Scale the material from the line that contains "formatted like [832,56]." through the end of the material, and give only those lines again, requests included. Multiply every point coordinate in the answers by 0.5 and round to whole numbers with halves going up, but leave the numbers in the requests unchanged.
begin
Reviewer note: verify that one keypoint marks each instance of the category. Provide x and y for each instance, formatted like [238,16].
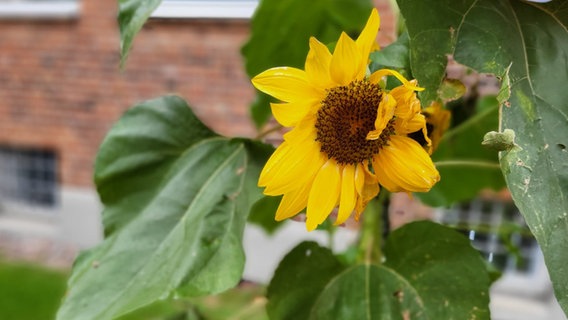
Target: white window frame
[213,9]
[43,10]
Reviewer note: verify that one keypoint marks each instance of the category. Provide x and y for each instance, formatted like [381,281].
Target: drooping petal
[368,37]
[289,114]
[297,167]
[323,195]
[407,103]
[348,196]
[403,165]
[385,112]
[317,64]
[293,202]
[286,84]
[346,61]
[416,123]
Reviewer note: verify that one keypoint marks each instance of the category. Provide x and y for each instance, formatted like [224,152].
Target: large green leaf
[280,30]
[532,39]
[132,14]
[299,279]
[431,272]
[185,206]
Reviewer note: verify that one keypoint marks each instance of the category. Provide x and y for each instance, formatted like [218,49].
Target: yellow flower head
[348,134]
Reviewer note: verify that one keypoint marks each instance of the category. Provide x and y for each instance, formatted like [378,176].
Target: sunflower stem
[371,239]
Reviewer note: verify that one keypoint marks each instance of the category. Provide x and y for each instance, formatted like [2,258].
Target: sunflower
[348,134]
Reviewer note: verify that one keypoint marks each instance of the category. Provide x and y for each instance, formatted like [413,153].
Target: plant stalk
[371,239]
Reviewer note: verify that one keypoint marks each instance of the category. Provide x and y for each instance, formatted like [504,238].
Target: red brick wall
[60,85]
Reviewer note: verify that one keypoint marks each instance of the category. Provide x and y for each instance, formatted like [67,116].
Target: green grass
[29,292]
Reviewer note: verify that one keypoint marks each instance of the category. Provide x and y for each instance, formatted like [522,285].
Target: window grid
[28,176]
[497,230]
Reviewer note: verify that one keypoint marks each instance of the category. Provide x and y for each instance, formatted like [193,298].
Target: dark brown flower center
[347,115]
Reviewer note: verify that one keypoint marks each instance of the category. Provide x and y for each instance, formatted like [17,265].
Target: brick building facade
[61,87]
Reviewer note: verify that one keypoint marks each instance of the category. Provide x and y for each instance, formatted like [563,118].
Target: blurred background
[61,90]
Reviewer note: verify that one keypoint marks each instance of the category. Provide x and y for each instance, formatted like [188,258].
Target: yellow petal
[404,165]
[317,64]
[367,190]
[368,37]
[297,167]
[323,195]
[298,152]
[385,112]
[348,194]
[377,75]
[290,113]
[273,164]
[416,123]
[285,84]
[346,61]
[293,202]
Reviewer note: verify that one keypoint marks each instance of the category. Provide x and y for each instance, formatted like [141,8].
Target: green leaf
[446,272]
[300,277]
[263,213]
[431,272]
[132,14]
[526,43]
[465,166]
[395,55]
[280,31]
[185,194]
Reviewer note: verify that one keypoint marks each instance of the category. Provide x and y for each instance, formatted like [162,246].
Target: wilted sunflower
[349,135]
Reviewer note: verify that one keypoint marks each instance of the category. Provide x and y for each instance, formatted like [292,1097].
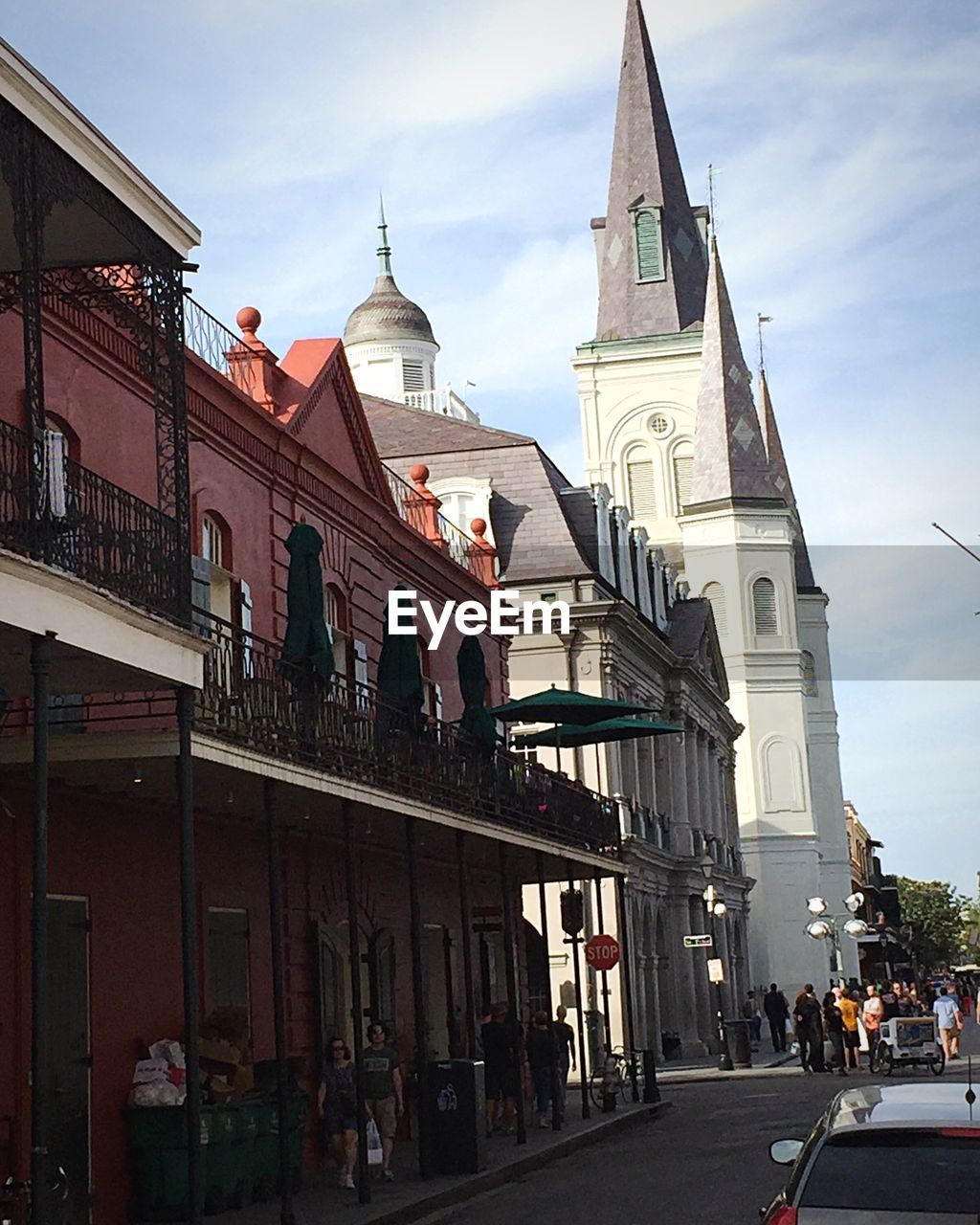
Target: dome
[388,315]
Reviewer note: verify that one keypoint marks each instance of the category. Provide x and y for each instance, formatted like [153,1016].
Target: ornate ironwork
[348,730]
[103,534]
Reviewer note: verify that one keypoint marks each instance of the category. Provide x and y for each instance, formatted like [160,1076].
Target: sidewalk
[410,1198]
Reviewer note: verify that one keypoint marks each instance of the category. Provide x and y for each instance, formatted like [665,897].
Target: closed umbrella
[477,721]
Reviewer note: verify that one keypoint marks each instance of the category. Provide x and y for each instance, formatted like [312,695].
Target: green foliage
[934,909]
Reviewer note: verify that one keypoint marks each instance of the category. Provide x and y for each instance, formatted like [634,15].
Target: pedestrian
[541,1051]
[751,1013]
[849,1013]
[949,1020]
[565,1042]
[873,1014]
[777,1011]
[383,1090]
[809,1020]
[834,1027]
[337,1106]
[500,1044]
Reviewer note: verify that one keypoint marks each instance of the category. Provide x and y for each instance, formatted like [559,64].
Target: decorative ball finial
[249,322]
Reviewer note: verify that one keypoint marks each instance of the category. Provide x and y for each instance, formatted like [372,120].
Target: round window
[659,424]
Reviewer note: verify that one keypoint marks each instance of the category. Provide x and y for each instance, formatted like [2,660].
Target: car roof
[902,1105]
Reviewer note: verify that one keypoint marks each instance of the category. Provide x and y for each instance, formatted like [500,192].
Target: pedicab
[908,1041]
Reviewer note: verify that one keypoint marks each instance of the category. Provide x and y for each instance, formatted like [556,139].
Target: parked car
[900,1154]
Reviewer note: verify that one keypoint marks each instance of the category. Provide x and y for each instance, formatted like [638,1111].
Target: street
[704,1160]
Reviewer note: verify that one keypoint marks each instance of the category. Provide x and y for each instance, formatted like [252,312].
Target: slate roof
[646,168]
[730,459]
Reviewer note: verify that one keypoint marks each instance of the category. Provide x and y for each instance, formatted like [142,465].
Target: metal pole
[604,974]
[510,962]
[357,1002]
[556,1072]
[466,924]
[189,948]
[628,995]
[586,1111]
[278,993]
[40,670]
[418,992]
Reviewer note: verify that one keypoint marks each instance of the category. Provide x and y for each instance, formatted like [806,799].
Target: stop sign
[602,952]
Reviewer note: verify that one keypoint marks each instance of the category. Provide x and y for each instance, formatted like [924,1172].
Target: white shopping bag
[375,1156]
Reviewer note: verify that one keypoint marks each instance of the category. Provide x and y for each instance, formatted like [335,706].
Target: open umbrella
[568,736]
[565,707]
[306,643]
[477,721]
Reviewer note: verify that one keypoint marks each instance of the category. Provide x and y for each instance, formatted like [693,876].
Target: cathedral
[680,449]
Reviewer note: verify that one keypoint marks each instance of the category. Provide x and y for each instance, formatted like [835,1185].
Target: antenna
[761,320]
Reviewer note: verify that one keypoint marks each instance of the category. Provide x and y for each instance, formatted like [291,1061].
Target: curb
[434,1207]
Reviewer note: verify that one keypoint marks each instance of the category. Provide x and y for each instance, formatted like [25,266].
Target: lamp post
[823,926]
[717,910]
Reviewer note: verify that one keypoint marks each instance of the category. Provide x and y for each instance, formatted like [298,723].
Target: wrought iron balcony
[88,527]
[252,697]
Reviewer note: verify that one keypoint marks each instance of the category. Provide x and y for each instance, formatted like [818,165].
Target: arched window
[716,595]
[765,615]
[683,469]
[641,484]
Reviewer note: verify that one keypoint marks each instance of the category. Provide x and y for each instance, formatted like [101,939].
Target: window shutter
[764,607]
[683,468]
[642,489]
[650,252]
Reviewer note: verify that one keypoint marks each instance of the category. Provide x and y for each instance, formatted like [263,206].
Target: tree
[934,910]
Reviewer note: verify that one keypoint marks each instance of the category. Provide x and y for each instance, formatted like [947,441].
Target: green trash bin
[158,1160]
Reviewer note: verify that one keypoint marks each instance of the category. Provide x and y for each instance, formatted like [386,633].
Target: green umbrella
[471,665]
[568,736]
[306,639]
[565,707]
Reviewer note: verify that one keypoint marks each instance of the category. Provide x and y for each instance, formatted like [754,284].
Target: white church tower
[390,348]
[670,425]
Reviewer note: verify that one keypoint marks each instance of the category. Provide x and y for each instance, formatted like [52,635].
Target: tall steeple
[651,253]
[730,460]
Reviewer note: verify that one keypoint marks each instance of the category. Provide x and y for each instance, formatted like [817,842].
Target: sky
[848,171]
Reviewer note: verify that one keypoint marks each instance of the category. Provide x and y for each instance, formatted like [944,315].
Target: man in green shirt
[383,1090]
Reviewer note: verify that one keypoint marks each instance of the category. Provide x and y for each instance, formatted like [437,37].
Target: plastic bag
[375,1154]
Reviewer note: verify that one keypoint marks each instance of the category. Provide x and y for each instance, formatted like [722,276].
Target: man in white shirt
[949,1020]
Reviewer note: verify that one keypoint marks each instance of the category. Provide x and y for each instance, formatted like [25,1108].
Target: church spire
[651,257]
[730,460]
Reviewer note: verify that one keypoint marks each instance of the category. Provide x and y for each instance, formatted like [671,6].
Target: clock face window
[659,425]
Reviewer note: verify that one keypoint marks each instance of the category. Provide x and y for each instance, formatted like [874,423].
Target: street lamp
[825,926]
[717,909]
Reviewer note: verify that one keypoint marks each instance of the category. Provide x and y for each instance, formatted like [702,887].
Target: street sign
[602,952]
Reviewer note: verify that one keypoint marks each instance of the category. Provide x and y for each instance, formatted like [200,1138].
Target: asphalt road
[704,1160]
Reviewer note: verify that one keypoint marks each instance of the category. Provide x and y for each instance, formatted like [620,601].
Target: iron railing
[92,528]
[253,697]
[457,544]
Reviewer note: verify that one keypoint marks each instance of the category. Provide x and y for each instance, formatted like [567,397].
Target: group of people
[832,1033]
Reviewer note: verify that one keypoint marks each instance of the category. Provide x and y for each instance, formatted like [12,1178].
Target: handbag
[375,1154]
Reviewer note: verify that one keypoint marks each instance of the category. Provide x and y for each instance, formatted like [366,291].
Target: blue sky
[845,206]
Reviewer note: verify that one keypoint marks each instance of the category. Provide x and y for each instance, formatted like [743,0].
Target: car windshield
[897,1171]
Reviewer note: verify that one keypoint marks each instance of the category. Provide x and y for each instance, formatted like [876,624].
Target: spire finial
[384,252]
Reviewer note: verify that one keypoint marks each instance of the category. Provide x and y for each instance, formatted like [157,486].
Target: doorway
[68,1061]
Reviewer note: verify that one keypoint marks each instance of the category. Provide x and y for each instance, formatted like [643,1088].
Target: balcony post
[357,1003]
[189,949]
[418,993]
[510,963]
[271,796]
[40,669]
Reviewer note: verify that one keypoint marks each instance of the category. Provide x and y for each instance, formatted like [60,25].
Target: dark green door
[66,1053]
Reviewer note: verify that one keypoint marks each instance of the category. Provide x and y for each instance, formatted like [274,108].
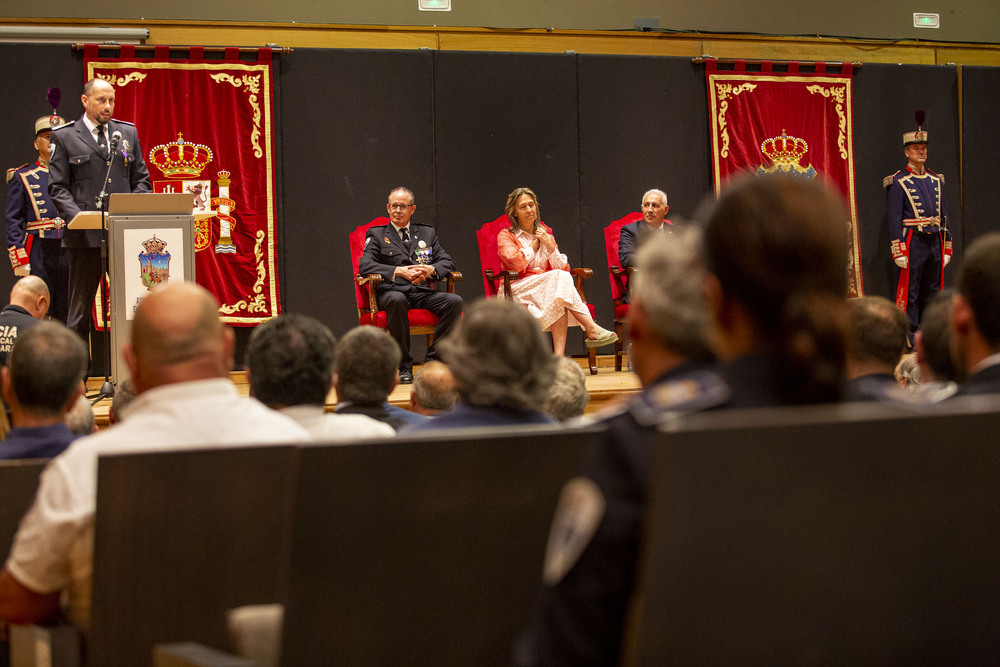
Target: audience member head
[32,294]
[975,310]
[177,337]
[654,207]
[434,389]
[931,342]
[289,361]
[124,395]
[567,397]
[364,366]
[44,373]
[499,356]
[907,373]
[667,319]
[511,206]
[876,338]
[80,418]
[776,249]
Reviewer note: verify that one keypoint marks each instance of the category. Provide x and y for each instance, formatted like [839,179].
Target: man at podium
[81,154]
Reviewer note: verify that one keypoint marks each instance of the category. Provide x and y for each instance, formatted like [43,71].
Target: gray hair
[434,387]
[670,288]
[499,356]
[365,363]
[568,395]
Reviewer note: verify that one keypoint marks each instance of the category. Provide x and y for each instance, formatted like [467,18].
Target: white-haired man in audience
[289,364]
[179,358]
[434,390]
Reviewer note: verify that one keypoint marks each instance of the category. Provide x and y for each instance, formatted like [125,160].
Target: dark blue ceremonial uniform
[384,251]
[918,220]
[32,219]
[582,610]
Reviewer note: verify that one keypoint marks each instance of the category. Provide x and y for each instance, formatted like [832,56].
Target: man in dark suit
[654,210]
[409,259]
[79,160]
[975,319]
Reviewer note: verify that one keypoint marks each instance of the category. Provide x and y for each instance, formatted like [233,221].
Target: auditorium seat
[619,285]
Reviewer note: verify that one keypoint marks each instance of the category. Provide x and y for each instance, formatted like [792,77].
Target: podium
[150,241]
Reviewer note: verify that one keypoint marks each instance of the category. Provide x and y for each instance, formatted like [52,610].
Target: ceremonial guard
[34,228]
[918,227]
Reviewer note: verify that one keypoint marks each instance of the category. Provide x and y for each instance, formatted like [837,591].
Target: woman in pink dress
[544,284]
end
-- Result of the task --
Reviewer note: verify that one keypoint marks each instance of the category. Provide x and y for each instance, formatted like [832,56].
Target: man in dark suit
[327,105]
[205,130]
[40,80]
[488,160]
Reviewer note: verify that one keypoint marks each instance of the category. Provide x and y for each instance, formatted like [233,221].
Target: auditorium seat
[310,143]
Reviewer note: verify that one keypoint marks each instance of the category. Provide x and y for each instance, formatted like [792,77].
Target: podium
[75,121]
Reviewer note: verify that one keypoint marks each instance of the category. Provide x and y for each instance, formatted like [52,610].
Target: ceremonial guard
[17,114]
[459,114]
Reviewer note: verify that one keypoint marks each instance of the category. Provide x and y for each instance, formatted like [837,591].
Target: woman in pink dress
[272,142]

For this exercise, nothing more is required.